- Exercise aim:
Arrange every line of the records below as a Markdown table with two columns, Number and Line, numbering the rows in order and leaving out blank lines.

- Dataset records:

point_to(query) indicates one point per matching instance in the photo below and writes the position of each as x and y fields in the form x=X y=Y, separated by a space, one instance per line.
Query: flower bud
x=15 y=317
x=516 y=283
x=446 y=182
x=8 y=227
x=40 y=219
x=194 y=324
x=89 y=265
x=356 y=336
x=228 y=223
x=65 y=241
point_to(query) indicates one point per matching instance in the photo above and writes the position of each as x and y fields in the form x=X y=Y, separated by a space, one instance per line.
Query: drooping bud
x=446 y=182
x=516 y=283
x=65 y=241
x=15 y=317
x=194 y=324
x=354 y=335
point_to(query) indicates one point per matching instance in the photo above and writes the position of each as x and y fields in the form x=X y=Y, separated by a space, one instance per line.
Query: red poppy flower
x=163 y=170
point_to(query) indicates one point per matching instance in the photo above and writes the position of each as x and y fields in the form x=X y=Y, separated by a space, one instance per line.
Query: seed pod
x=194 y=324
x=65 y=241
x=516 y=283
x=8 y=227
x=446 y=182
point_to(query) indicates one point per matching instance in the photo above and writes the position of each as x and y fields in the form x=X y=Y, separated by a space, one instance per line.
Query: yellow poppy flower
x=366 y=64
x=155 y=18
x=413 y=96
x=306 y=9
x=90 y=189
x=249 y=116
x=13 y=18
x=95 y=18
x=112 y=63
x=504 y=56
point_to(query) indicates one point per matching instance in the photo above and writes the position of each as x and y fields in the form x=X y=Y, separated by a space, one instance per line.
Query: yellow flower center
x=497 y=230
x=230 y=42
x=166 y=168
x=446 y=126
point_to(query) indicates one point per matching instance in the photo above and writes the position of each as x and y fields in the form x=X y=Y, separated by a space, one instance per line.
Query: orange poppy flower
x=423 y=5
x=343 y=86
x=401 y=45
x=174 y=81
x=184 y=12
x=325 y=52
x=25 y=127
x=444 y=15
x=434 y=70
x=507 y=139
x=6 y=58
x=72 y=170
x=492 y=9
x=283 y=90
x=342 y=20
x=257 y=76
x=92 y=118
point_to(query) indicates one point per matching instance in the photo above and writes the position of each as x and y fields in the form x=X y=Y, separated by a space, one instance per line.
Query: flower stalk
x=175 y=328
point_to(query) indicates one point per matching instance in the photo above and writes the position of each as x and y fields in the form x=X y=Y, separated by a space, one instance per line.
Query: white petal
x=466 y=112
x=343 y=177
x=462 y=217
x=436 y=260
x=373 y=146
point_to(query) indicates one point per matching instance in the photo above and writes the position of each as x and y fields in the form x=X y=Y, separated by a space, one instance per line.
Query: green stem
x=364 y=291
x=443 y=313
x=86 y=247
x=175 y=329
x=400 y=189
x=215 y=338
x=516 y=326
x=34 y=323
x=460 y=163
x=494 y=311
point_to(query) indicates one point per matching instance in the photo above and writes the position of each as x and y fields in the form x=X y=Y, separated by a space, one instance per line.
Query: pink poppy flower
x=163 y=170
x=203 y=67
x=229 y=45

- In response:
| Number | Line |
|---|---|
| 1 | point_to(query) indicates one point per matching instance in the photo below and writes the position of each as x and y fields in the form x=X y=Y, separated by a space, one instance per line. |
| 2 | Query: flower bud |
| 3 | x=15 y=317 |
| 4 | x=516 y=283 |
| 5 | x=446 y=182 |
| 6 | x=8 y=227 |
| 7 | x=40 y=219 |
| 8 | x=194 y=324 |
| 9 | x=89 y=265 |
| 10 | x=356 y=336 |
| 11 | x=228 y=223 |
| 12 | x=65 y=241 |
| 13 | point_to(query) indicates one point per matching instance in the photo above and writes the position of each as x and y fields in the form x=X y=Y, separated by a space, one instance per line. |
| 14 | Query: drooping bud |
| 15 | x=446 y=182 |
| 16 | x=516 y=283 |
| 17 | x=65 y=241 |
| 18 | x=15 y=317 |
| 19 | x=194 y=324 |
| 20 | x=354 y=335 |
| 21 | point_to(query) indicates one point per matching instance in the photo above and writes the position of each as x and y fields in the form x=X y=Y, separated by a space, one instance per line. |
| 22 | Query: red poppy flower |
| 23 | x=163 y=170 |
| 24 | point_to(query) indicates one point per matching instance in the photo above and writes the position of each as x and y fields in the form x=X y=Y, separated by a space, one instance per line. |
| 25 | Query: seed pod |
| 26 | x=194 y=324 |
| 27 | x=65 y=241 |
| 28 | x=516 y=283 |
| 29 | x=8 y=227 |
| 30 | x=446 y=182 |
| 31 | point_to(query) indicates one point per matching instance in the photo above and writes the position of each as x and y fields in the form x=X y=Y, separated by a space, one instance per line. |
| 32 | Query: yellow poppy flower |
| 33 | x=366 y=64 |
| 34 | x=155 y=18 |
| 35 | x=413 y=96 |
| 36 | x=306 y=9 |
| 37 | x=90 y=189 |
| 38 | x=249 y=116 |
| 39 | x=13 y=18 |
| 40 | x=95 y=18 |
| 41 | x=112 y=63 |
| 42 | x=504 y=56 |
| 43 | point_to(query) indicates one point per matching instance in the photo above and writes the position of each as x and y fields in the form x=X y=Y, separated by a space, one instance per line. |
| 44 | Query: yellow flower center |
| 45 | x=497 y=230 |
| 46 | x=230 y=42 |
| 47 | x=166 y=168 |
| 48 | x=446 y=126 |
| 49 | point_to(query) indicates one point per matching instance in the photo above and writes the position of each as x and y fields in the form x=X y=Y, separated by a space, one instance per line. |
| 50 | Query: orange poppy flower |
| 51 | x=423 y=5 |
| 52 | x=343 y=86 |
| 53 | x=401 y=45 |
| 54 | x=174 y=81 |
| 55 | x=184 y=12 |
| 56 | x=325 y=52 |
| 57 | x=25 y=127 |
| 58 | x=444 y=15 |
| 59 | x=434 y=70 |
| 60 | x=507 y=139 |
| 61 | x=6 y=58 |
| 62 | x=72 y=170 |
| 63 | x=492 y=9 |
| 64 | x=283 y=90 |
| 65 | x=342 y=20 |
| 66 | x=257 y=76 |
| 67 | x=92 y=118 |
| 68 | point_to(query) indicates one point per matching instance in the photo above and writes the position of each as x and y fields in the form x=X y=Y, separated by a space, one instance per line. |
| 69 | Query: flower stalk |
| 70 | x=175 y=328 |
| 71 | point_to(query) indicates one point per matching instance in the photo above and writes the position of each as x and y fields in the form x=X y=Y, separated by a space, one instance per line. |
| 72 | Query: white petal |
| 73 | x=466 y=112 |
| 74 | x=343 y=177 |
| 75 | x=462 y=217 |
| 76 | x=436 y=260 |
| 77 | x=373 y=146 |
| 78 | point_to(query) indicates one point per matching instance in the photo above and writes the position of each as x and y fields in the form x=X y=Y, separated by a space, one instance per line. |
| 79 | Query: green stem |
| 80 | x=364 y=291 |
| 81 | x=443 y=313 |
| 82 | x=86 y=247 |
| 83 | x=175 y=329 |
| 84 | x=400 y=189 |
| 85 | x=215 y=338 |
| 86 | x=516 y=326 |
| 87 | x=34 y=323 |
| 88 | x=460 y=163 |
| 89 | x=494 y=311 |
| 90 | point_to(query) indicates one point per matching instance in the photo above and writes the position of each as x and y fields in the form x=X y=Y, separated by a space, one instance per line. |
| 91 | Query: pink poppy flower |
| 92 | x=163 y=170 |
| 93 | x=203 y=67 |
| 94 | x=229 y=45 |